■ Problem 1:
Answer these questions about the hospital waiting passage, one line per answer, marked (a), (b) and (c).
(a) At what time did the IV go in?
(b) What was the doctor wearing when he scuffed away?
(c) How many Littlevillians were standing there when the narrator turned?
■ Problem 2:
Write out the hospital waiting passage word for word, starting with "Blessedly, I turned" and going on through "there is no God!".

■ Document passage:
# # # # # # #
Out of the waiting room and behind the swinging doors, other elements unique to hospital waiting kick in.  For instance, the waiter, the healthy one, the designated driver, soon begins to feel sick, too.  Sitting beside the patient, I watched the IV go in, and at 6:00 am on queasy coffee stomach, I began vicariously to feel the effect of every anesthetic dripping through that tube. The doctor was talking, giving me vital information about my dear relative, information I needed to be able to repeat with vigor and comprehension, and maybe even make critical decisions with.  His mouth was moving and I was nodding.  But all I could hear was “Wahheaawaworblewablornumglob.”

“Alright then,” he said and scuffed away in his cap and booties.

Blessedly, I turned at that moment and miracle of miracles, there stood two smiling Littlevillians who work in the big city, scrubbed-up and busy, but pausing to pray with us.  And they say there is no God!

I have to hand it to doctors and nurses.  Here they are at quarter to zero dark thirty about to take on the responsibility of someone’s spinal cord and with a waiting room full of spinal cords.  They need snappy and accurate answers to their questions.  They won’t get them from IV’d people lying on gurneys.  There is something about lying on a gurney when everyone else in the room is standing up, having had their coffee, planning a Panini for lunch, intellectually on their A game, that renders patients unable to form the evaluations being asked of them.
# # # # # # #
■ Information supplied:

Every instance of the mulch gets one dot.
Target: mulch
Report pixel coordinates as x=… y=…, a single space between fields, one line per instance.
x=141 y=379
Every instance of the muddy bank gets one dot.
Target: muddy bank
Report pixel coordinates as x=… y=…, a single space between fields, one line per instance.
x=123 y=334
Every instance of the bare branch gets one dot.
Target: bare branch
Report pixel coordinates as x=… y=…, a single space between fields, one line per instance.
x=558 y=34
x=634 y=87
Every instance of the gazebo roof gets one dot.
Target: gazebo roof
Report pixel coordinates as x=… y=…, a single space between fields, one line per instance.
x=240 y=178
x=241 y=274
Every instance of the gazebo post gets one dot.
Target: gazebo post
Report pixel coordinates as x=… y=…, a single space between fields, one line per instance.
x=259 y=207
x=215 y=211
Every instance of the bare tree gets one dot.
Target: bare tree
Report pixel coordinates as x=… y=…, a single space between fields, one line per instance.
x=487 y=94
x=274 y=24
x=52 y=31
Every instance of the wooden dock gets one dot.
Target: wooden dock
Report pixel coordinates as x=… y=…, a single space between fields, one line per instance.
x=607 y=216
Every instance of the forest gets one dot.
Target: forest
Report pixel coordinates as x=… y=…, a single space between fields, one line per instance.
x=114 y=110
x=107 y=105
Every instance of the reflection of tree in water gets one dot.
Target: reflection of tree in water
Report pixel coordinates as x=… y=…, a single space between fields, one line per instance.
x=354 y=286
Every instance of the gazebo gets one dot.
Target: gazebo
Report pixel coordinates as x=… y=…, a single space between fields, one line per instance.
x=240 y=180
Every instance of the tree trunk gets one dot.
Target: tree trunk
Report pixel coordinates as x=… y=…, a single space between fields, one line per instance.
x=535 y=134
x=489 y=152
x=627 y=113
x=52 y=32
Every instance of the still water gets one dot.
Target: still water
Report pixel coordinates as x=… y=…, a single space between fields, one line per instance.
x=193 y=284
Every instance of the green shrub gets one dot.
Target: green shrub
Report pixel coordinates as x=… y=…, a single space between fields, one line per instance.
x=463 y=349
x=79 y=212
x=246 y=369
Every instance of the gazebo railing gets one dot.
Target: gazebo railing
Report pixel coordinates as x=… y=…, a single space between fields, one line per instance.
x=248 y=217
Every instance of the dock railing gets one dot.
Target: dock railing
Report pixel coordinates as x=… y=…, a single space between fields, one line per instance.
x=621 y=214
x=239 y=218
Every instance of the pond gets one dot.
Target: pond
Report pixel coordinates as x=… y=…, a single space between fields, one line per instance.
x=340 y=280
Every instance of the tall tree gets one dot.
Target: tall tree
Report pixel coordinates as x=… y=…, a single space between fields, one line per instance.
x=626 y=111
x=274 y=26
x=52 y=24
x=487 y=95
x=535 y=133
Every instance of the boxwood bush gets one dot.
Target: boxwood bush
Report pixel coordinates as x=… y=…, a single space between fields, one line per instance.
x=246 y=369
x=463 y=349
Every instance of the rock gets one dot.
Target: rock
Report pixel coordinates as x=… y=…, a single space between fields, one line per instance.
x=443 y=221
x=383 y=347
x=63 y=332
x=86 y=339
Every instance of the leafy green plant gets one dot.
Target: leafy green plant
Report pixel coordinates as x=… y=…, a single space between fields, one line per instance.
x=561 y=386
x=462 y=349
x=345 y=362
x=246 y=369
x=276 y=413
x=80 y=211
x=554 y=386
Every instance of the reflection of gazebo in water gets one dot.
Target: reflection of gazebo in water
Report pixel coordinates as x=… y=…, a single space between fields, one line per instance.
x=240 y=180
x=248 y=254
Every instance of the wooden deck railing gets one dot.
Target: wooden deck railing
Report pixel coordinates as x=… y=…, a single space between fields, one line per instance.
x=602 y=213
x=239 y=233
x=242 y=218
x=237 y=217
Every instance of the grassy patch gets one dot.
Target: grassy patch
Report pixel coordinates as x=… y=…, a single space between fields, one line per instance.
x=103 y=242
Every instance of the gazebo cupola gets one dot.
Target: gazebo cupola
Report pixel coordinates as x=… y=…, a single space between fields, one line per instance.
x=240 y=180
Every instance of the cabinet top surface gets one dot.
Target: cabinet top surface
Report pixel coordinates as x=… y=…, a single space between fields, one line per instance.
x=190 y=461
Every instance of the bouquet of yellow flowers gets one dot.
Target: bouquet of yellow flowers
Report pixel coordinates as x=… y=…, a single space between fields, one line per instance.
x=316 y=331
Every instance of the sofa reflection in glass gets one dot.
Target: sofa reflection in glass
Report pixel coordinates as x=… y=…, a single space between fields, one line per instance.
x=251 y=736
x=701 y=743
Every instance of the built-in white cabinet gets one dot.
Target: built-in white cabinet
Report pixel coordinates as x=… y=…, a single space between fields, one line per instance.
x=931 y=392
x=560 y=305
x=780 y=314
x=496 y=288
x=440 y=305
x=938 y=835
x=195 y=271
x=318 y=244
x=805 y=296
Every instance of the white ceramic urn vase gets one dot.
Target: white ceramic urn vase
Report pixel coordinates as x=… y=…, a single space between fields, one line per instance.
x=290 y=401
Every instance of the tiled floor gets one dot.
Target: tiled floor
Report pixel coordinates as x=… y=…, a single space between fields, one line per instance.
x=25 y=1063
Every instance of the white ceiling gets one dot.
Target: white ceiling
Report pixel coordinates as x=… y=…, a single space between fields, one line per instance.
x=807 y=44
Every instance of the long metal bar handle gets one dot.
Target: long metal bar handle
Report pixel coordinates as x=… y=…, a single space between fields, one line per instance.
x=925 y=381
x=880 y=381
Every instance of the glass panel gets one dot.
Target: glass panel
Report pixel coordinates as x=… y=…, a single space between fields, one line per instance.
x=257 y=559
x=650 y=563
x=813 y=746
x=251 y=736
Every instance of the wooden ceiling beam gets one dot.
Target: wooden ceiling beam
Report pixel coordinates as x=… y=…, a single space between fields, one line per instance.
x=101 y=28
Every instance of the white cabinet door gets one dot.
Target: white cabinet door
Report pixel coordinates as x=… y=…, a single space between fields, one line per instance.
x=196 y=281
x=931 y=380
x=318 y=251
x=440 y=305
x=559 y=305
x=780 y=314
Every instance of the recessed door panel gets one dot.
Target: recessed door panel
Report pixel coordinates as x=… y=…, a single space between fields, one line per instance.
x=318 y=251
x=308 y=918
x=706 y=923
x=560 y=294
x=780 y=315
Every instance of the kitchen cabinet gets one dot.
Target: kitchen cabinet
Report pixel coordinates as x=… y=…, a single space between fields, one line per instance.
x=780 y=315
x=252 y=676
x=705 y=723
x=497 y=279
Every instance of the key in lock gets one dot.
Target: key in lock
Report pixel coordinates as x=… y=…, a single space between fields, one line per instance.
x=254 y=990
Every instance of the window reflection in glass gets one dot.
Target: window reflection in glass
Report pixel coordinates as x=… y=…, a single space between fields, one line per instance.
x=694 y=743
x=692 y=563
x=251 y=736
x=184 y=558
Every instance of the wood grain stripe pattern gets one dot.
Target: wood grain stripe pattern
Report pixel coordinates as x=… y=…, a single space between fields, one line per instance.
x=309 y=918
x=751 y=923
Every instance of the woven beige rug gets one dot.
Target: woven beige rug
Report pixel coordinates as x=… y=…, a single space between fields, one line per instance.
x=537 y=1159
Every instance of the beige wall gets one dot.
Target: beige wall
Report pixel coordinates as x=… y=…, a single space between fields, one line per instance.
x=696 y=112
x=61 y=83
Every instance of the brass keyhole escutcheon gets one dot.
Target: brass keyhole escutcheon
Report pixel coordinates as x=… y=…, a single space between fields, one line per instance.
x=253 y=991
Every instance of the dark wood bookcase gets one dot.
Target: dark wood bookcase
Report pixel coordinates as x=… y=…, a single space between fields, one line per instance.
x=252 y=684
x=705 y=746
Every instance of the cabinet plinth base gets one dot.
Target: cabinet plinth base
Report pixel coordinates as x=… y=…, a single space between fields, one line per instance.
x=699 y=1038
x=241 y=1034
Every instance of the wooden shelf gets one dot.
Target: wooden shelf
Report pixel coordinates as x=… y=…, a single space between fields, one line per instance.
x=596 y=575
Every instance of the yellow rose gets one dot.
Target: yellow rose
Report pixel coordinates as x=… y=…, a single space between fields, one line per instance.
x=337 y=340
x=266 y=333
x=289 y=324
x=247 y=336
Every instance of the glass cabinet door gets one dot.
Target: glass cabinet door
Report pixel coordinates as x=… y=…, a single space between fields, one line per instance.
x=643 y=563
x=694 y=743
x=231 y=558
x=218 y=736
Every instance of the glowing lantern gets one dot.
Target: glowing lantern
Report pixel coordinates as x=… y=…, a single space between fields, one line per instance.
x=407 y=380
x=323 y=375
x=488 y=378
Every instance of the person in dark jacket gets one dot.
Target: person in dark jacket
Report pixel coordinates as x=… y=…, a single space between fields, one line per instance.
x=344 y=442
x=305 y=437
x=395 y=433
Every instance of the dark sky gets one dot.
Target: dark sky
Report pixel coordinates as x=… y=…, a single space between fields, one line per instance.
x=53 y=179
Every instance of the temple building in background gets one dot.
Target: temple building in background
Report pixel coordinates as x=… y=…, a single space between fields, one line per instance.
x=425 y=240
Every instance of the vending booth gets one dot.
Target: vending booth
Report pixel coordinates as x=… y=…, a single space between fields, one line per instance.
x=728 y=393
# # # # # # #
■ Task answer 1:
(a) 6:00 am
(b) His cap and booties
(c) Two

■ Task answer 2:
Blessedly, I turned at that moment and miracle of miracles, there stood two smiling Littlevillians who work in the big city, scrubbed-up and busy, but pausing to pray with us.  And they say there is no God!